• _WHAT TO PRODUCE_: Once the line with "[(179, 688), (227, 820), (425, 283), (400, 26)]" is found in the entries below, repeat that line and every one after it exactly, ending at the last.

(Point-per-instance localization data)
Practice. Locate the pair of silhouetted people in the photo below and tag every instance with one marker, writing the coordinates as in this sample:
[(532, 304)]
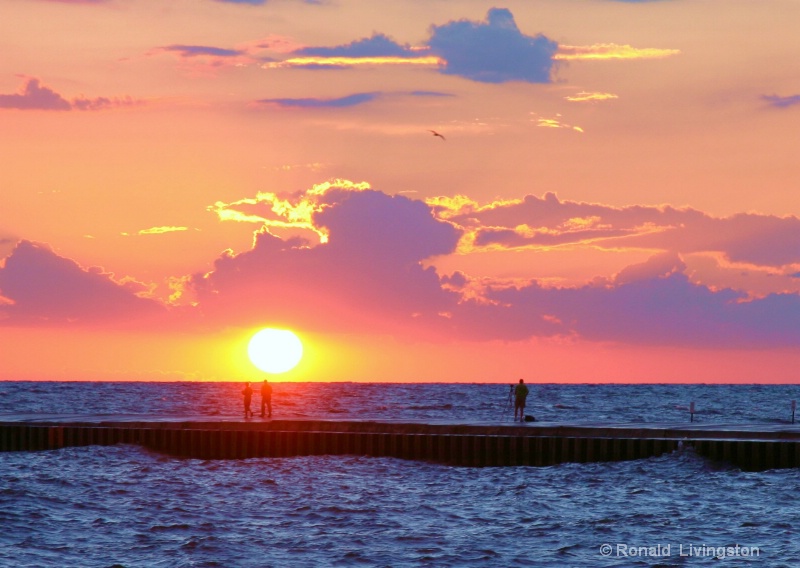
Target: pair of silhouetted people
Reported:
[(520, 394), (266, 399)]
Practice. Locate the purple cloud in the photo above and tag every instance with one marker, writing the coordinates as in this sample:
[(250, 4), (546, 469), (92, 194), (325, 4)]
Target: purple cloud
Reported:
[(369, 273), (370, 276), (782, 102), (43, 288), (341, 102), (764, 240), (35, 96), (201, 50), (494, 51), (379, 45)]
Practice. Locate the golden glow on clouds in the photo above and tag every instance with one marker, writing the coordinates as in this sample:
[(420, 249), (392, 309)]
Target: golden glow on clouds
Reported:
[(320, 61), (600, 51), (293, 212), (162, 230), (586, 97)]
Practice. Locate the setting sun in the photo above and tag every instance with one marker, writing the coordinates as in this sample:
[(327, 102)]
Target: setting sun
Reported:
[(275, 350)]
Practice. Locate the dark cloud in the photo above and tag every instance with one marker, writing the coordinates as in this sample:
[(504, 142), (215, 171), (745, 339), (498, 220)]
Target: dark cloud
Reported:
[(494, 51), (782, 102), (44, 288), (346, 101), (369, 275), (764, 240), (665, 309), (35, 96), (201, 50)]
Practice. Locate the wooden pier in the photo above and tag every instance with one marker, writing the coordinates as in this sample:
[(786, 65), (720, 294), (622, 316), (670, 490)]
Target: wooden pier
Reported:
[(751, 448)]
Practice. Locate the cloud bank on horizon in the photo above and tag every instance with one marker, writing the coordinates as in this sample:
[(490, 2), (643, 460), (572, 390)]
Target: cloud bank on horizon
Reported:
[(357, 261)]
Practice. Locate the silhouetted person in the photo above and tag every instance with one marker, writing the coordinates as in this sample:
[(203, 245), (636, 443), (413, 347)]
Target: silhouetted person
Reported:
[(248, 395), (520, 394), (266, 397)]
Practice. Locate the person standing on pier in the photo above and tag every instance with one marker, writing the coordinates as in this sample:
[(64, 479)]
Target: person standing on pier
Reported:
[(266, 397), (520, 394), (248, 395)]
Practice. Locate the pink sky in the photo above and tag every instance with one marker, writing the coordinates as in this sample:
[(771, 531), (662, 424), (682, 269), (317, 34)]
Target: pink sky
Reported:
[(614, 199)]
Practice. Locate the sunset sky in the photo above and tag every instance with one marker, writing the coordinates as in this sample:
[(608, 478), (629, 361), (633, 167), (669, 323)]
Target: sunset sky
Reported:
[(614, 195)]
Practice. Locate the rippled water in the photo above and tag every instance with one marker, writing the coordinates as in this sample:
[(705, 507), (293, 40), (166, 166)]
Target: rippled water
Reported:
[(125, 506)]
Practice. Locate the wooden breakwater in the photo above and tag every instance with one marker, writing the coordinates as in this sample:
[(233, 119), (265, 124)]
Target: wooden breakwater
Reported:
[(463, 445)]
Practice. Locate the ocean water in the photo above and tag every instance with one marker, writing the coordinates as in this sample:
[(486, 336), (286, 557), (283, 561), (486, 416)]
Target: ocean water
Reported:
[(125, 506)]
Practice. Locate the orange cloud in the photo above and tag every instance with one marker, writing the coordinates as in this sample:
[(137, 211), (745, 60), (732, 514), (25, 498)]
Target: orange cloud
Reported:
[(590, 97), (604, 51), (340, 61)]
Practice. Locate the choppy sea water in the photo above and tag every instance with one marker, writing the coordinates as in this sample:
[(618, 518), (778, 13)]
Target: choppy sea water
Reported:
[(126, 506)]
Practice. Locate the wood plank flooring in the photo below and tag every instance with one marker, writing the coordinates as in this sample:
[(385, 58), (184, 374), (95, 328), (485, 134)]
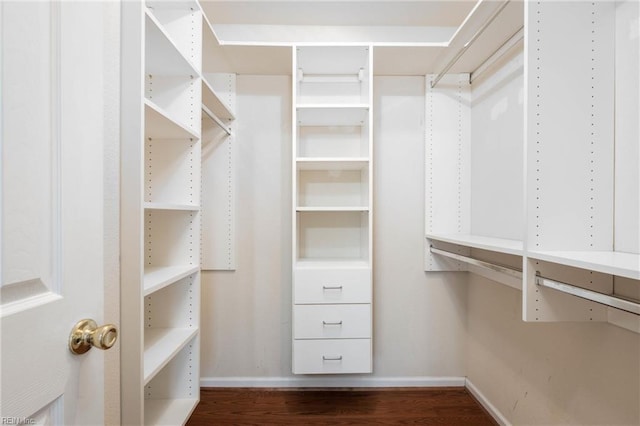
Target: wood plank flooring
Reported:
[(389, 406)]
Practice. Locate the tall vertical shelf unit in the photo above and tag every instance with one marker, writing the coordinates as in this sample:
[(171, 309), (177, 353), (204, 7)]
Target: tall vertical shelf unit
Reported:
[(577, 161), (583, 209), (332, 209), (161, 155)]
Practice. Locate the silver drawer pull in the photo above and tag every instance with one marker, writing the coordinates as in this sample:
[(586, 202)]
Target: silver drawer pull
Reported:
[(332, 287), (332, 358)]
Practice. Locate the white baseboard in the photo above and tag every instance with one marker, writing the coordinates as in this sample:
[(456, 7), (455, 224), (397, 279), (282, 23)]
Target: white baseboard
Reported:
[(493, 411), (330, 382)]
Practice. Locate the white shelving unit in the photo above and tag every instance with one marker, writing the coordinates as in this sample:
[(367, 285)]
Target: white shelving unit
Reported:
[(161, 251), (582, 199), (332, 209), (580, 258), (218, 155)]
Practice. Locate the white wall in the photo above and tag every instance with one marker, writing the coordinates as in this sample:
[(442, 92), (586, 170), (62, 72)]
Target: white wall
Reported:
[(419, 319), (537, 373), (549, 373)]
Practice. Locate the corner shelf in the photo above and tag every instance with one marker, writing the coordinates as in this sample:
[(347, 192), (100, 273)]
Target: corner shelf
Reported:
[(161, 345), (159, 124), (498, 245), (608, 262), (162, 55), (331, 264), (213, 102)]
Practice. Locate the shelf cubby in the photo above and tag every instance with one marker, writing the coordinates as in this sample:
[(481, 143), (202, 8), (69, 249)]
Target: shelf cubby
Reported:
[(173, 393), (333, 235), (171, 315), (347, 187), (172, 172), (158, 277), (328, 75), (171, 238)]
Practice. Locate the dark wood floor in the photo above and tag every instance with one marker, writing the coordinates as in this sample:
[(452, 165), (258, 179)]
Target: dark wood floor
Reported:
[(391, 406)]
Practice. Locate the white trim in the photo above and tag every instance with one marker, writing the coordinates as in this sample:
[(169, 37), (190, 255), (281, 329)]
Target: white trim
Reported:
[(493, 411), (331, 382)]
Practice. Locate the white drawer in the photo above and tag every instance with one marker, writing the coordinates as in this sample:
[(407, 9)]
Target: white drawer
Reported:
[(332, 356), (332, 285), (331, 321)]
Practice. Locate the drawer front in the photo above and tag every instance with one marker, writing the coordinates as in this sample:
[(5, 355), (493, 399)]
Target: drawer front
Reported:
[(332, 356), (332, 286), (332, 321)]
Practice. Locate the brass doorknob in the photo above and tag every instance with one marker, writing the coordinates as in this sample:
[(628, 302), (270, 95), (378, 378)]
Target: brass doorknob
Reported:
[(86, 334)]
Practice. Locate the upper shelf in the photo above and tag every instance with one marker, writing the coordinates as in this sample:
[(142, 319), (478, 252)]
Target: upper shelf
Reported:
[(321, 60), (499, 245), (609, 262), (332, 163), (332, 115)]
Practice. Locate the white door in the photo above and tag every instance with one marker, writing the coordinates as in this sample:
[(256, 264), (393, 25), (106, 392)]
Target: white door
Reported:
[(59, 92)]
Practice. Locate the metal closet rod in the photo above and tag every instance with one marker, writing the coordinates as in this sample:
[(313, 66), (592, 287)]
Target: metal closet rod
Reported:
[(506, 46), (219, 122), (481, 263), (468, 44), (617, 302)]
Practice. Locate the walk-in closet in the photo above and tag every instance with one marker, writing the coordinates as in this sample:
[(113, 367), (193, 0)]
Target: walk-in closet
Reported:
[(299, 201)]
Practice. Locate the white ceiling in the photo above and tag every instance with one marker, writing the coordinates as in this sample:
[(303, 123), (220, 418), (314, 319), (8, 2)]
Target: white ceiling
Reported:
[(417, 32), (330, 13)]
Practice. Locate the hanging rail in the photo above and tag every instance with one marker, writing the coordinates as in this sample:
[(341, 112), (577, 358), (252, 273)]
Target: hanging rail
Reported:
[(481, 263), (506, 46), (468, 44), (617, 302), (219, 122)]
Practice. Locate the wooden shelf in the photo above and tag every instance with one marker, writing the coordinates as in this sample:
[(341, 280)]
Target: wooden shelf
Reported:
[(159, 124), (162, 56), (499, 245), (332, 114), (332, 163), (158, 277), (609, 262), (168, 206), (168, 411), (161, 345)]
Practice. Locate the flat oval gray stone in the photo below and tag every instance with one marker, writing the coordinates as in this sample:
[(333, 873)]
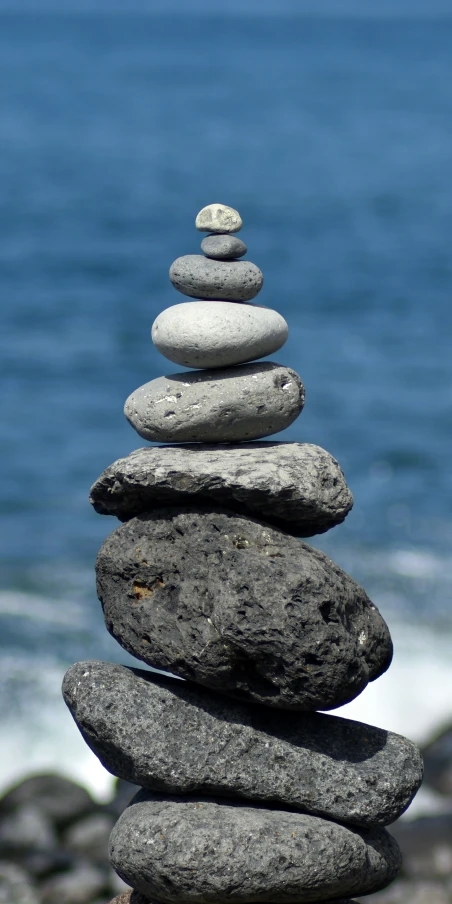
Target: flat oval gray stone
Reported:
[(218, 218), (240, 607), (136, 723), (201, 277), (296, 486), (223, 247), (221, 405), (216, 852), (218, 334)]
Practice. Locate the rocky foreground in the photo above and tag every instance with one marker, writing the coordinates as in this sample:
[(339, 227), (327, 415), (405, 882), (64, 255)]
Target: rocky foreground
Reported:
[(54, 840)]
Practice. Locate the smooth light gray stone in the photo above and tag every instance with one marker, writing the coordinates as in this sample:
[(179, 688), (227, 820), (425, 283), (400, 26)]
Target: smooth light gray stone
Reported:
[(201, 277), (218, 218), (223, 247), (220, 334), (296, 486), (240, 607), (216, 852), (137, 724), (226, 405)]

• _EXPECTED ANSWER_:
[(179, 688), (227, 820), (425, 283), (400, 26)]
Target: smooth light gray stone
Reported:
[(201, 277), (218, 218), (223, 247), (220, 334), (296, 486), (240, 607), (216, 852), (137, 724), (226, 405)]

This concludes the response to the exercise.